■ Task:
Your copy should hold only the lines from the one with "Mark one point per instance of the blue picnic" to the one with "Mark one point per instance of the yellow truck", both included, each exactly as it stands below, with no pictures.

━━ Task data

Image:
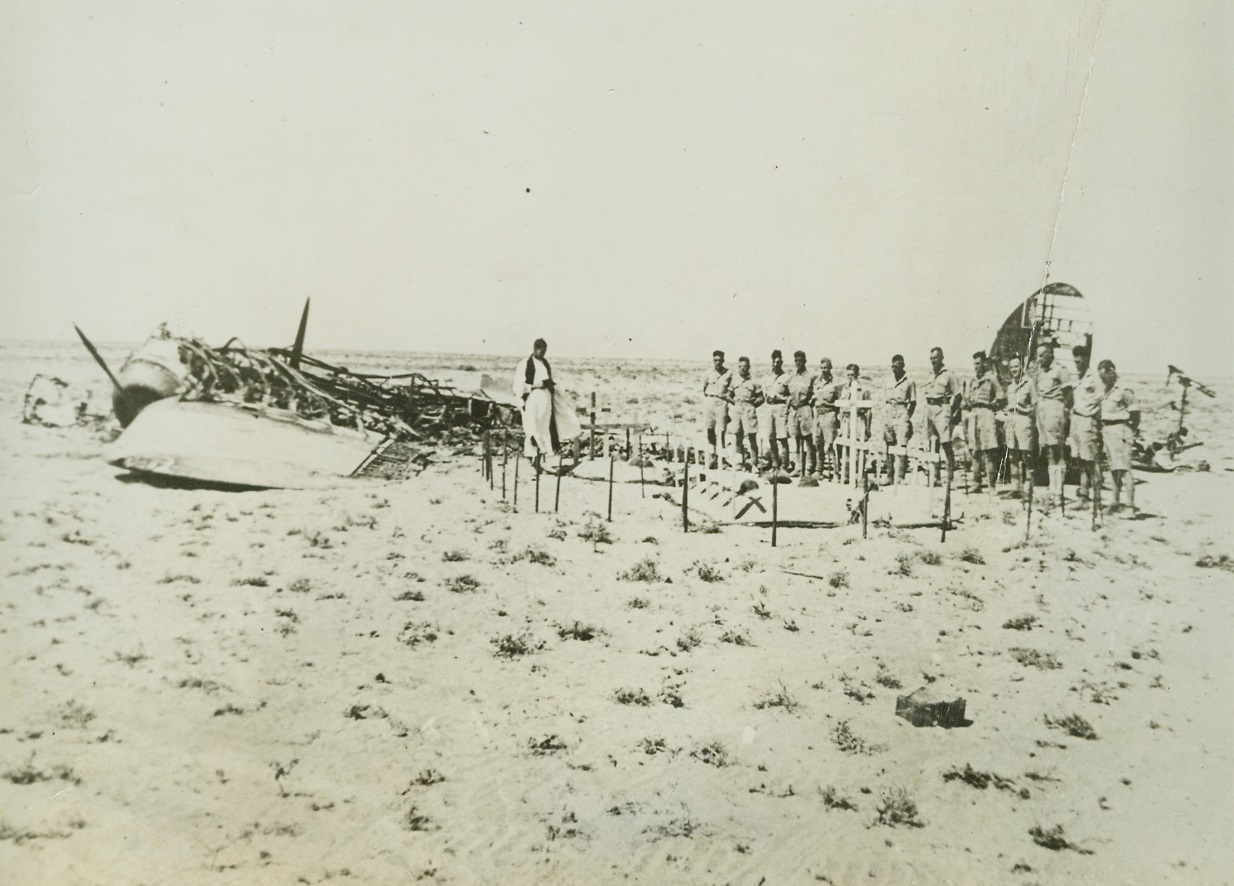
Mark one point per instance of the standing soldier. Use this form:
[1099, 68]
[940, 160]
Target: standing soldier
[1085, 414]
[982, 397]
[942, 394]
[1019, 428]
[827, 417]
[900, 399]
[745, 395]
[1053, 404]
[801, 416]
[850, 393]
[716, 385]
[778, 414]
[1119, 421]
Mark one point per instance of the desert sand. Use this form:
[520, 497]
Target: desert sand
[389, 683]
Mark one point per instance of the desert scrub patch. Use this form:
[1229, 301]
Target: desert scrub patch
[779, 697]
[834, 800]
[980, 780]
[462, 584]
[737, 638]
[1033, 658]
[578, 632]
[414, 633]
[652, 745]
[1055, 839]
[644, 570]
[537, 555]
[1021, 623]
[595, 529]
[632, 696]
[885, 678]
[844, 739]
[27, 774]
[971, 554]
[690, 639]
[713, 754]
[512, 645]
[896, 807]
[1072, 724]
[549, 744]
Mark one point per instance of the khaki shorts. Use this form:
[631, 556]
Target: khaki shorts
[801, 421]
[715, 414]
[778, 417]
[982, 430]
[1021, 432]
[1117, 441]
[1051, 422]
[827, 425]
[1084, 437]
[745, 418]
[897, 430]
[938, 422]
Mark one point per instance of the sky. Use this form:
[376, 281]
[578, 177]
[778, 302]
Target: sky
[636, 179]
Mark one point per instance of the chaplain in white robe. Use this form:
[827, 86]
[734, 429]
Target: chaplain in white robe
[548, 417]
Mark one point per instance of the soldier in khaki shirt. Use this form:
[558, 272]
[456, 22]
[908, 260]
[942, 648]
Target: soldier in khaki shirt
[1119, 421]
[942, 395]
[1085, 414]
[982, 399]
[900, 399]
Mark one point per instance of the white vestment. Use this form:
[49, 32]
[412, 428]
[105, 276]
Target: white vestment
[544, 410]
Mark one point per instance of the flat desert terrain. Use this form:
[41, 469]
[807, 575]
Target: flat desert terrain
[391, 683]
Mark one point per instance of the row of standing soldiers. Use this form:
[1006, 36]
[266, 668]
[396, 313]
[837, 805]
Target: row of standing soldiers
[1039, 414]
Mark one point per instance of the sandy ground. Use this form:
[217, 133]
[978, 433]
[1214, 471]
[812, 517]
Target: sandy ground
[399, 683]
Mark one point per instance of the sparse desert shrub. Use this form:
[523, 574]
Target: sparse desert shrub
[896, 807]
[549, 744]
[1074, 726]
[1032, 658]
[1021, 623]
[844, 739]
[885, 678]
[578, 632]
[1055, 839]
[462, 584]
[511, 645]
[644, 570]
[414, 633]
[780, 699]
[832, 800]
[537, 555]
[428, 778]
[595, 529]
[632, 696]
[712, 753]
[973, 555]
[652, 745]
[690, 639]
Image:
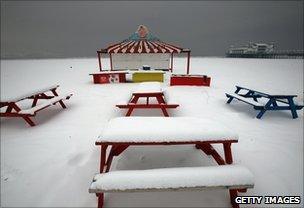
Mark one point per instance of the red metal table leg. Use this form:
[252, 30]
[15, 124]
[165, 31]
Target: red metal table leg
[103, 149]
[164, 110]
[100, 199]
[129, 112]
[227, 152]
[61, 102]
[17, 109]
[233, 195]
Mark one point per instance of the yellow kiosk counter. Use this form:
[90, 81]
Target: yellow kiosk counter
[148, 76]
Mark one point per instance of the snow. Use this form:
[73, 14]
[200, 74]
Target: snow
[147, 87]
[110, 72]
[52, 164]
[173, 178]
[22, 93]
[46, 103]
[147, 71]
[169, 129]
[247, 100]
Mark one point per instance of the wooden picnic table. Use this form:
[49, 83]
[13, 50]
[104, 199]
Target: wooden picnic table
[124, 132]
[11, 102]
[147, 90]
[274, 102]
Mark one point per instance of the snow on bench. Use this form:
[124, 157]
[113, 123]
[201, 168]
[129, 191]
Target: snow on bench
[223, 176]
[144, 87]
[249, 101]
[169, 129]
[22, 94]
[148, 87]
[33, 110]
[170, 99]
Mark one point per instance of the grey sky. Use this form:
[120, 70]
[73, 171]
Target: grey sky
[78, 28]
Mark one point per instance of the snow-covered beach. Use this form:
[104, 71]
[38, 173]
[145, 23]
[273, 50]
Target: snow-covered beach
[52, 164]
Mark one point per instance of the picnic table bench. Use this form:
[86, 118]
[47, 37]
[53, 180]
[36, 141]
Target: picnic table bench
[11, 104]
[274, 102]
[124, 132]
[147, 90]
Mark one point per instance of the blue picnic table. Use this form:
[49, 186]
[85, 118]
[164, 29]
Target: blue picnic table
[275, 102]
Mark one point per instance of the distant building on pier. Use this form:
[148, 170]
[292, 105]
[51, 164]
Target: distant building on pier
[262, 50]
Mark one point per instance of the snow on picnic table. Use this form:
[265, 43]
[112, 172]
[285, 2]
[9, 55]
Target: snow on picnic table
[167, 178]
[169, 129]
[52, 164]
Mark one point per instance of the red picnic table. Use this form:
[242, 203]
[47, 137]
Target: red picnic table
[123, 132]
[11, 104]
[147, 90]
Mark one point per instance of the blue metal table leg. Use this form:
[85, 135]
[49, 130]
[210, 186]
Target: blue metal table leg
[292, 107]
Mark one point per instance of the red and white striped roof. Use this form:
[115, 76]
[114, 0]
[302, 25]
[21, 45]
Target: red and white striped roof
[143, 42]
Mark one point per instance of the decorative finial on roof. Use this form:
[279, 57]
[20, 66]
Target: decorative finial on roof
[142, 31]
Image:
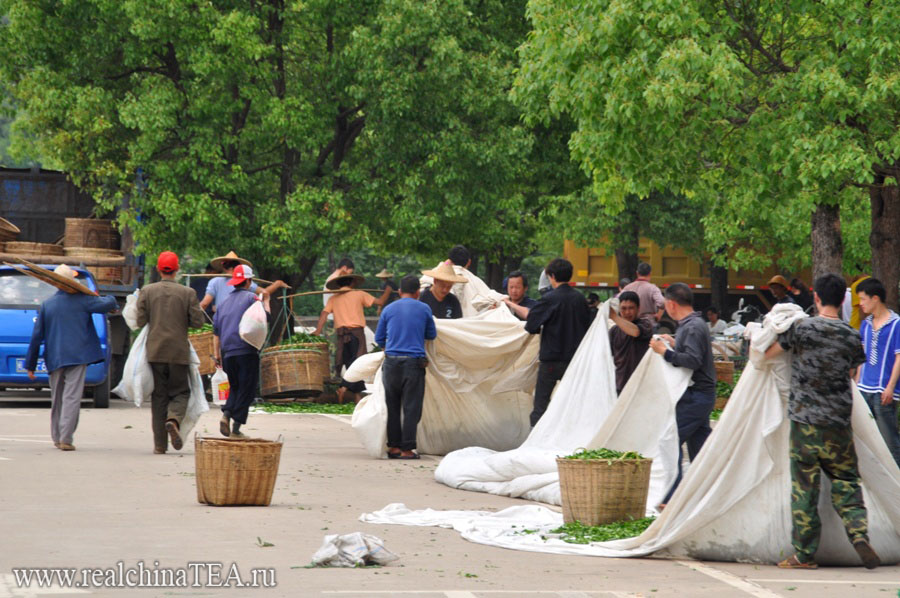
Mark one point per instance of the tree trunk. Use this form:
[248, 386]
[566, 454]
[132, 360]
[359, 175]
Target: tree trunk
[827, 247]
[626, 252]
[885, 238]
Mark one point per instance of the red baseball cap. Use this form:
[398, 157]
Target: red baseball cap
[167, 262]
[241, 273]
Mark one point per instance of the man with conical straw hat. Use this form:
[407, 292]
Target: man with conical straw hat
[66, 328]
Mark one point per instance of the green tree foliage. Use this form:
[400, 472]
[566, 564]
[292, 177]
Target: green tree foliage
[284, 128]
[760, 110]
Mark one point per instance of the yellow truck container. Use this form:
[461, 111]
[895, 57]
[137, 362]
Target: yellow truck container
[596, 267]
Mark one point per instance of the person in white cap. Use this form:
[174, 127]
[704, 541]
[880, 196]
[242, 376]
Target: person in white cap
[65, 327]
[239, 359]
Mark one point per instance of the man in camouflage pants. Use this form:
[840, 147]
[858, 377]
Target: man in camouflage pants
[825, 353]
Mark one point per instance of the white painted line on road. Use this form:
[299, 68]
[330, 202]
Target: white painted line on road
[344, 419]
[854, 582]
[732, 580]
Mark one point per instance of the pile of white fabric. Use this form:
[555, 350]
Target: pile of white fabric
[478, 387]
[734, 502]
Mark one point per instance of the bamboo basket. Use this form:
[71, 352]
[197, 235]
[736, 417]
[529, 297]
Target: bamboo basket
[26, 248]
[8, 230]
[205, 347]
[236, 471]
[294, 372]
[724, 370]
[92, 233]
[598, 491]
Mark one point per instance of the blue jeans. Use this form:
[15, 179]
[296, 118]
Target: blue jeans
[692, 418]
[886, 419]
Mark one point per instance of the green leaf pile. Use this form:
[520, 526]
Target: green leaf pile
[578, 533]
[603, 453]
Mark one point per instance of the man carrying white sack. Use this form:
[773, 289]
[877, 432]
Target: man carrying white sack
[65, 326]
[170, 309]
[404, 327]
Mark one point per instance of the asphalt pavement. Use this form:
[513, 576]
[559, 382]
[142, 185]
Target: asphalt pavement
[112, 511]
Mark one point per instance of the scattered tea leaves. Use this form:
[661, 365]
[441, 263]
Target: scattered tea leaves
[577, 533]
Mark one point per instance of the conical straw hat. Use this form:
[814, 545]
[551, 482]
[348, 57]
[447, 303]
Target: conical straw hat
[445, 272]
[63, 283]
[231, 255]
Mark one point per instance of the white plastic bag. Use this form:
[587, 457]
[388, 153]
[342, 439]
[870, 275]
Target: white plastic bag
[137, 377]
[220, 386]
[254, 325]
[129, 312]
[352, 550]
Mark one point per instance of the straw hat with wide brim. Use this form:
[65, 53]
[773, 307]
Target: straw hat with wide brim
[63, 283]
[446, 273]
[779, 279]
[346, 280]
[216, 263]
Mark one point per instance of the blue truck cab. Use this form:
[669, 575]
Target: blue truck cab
[20, 299]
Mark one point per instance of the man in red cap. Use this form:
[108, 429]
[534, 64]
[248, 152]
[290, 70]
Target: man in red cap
[170, 309]
[239, 359]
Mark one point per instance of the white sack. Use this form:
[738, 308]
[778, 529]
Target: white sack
[254, 325]
[352, 550]
[129, 312]
[463, 406]
[137, 383]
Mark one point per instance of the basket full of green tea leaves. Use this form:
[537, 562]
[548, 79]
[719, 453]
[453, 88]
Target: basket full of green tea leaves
[202, 341]
[296, 367]
[600, 486]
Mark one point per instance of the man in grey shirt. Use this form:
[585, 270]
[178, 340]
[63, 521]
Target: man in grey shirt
[692, 350]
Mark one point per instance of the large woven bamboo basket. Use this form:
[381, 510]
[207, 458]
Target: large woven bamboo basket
[598, 491]
[26, 248]
[724, 370]
[297, 372]
[8, 230]
[91, 232]
[236, 471]
[204, 345]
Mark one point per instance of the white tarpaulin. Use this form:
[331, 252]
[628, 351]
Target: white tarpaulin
[734, 502]
[477, 388]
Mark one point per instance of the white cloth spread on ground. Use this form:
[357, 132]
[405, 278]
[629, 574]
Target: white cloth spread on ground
[478, 387]
[734, 502]
[584, 412]
[474, 296]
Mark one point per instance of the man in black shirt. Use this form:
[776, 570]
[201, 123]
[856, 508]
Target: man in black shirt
[519, 302]
[444, 304]
[693, 351]
[562, 317]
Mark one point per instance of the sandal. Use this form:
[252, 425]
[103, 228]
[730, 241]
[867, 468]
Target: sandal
[793, 562]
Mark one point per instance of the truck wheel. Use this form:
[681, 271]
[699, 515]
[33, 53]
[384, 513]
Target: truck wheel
[101, 395]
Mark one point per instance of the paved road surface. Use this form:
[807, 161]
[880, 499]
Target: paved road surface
[113, 501]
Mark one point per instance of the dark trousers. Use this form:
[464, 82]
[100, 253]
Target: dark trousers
[692, 418]
[350, 349]
[171, 391]
[243, 380]
[404, 391]
[549, 373]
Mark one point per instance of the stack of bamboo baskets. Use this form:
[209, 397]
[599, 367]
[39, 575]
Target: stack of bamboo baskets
[87, 239]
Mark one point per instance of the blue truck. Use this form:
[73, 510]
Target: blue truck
[38, 202]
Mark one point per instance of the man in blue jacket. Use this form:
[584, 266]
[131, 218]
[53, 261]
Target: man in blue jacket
[404, 327]
[65, 327]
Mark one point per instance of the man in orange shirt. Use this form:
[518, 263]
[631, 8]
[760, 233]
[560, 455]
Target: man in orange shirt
[348, 305]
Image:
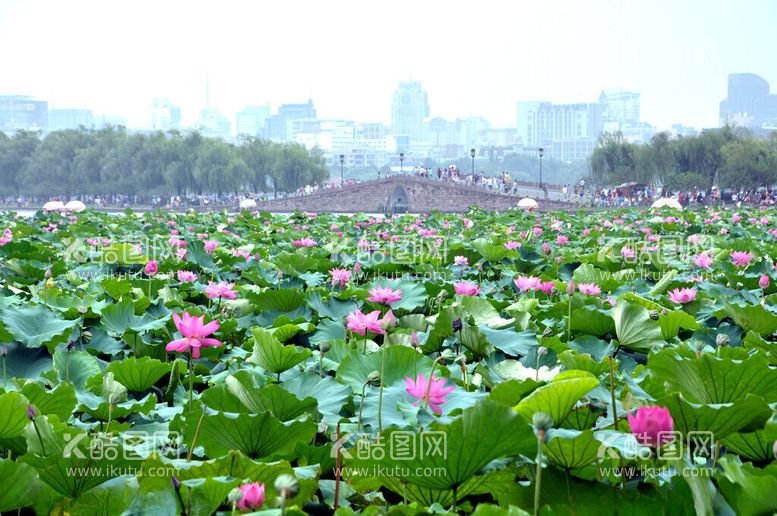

━━━━

■ Response area:
Mark one point per instance of the blue picnic table. Use this form:
[49, 186]
[85, 118]
[164, 29]
Target: blue picnic table
[275, 102]
Mark one point per instance of the distant building on pier. Use this form:
[148, 170]
[292, 105]
[51, 164]
Target: distant building on pier
[262, 50]
Mark one point per instance of the snow on picnic table. Use this form:
[265, 43]
[112, 172]
[285, 2]
[9, 55]
Target: snow on picnic table
[167, 178]
[169, 129]
[52, 164]
Mark one point per instance of the red picnic table. Use this form:
[242, 203]
[47, 137]
Target: red picnic table
[123, 132]
[11, 104]
[147, 90]
Mark one point per instance of the blue metal table leg. Use this form:
[85, 135]
[49, 130]
[210, 186]
Target: blue metal table leg
[292, 107]
Mark one point per instance of the red and white striped roof. Use this form:
[115, 76]
[114, 0]
[302, 25]
[21, 45]
Target: red and white striped roof
[143, 42]
Mark one point per instance of the decorative finial on roof. Use this form:
[279, 57]
[20, 66]
Target: decorative finial on roof
[142, 31]
Image:
Mark one point per instance of the tree trunk. Use this form:
[248, 386]
[566, 454]
[132, 360]
[359, 175]
Target: tree trunk
[827, 247]
[626, 252]
[885, 238]
Mark one point per instance of the red baseball cap. Use this form:
[398, 157]
Target: red baseball cap
[167, 262]
[241, 273]
Mark one point per instance of the man with conical straw hat. Use this form:
[407, 292]
Target: man with conical straw hat
[66, 328]
Mark one point per instance of the green tree foliage. Use this form:
[400, 472]
[566, 564]
[292, 177]
Target: green tree foliage
[284, 128]
[760, 110]
Mark one point per instance of the yellow truck container. Use this form:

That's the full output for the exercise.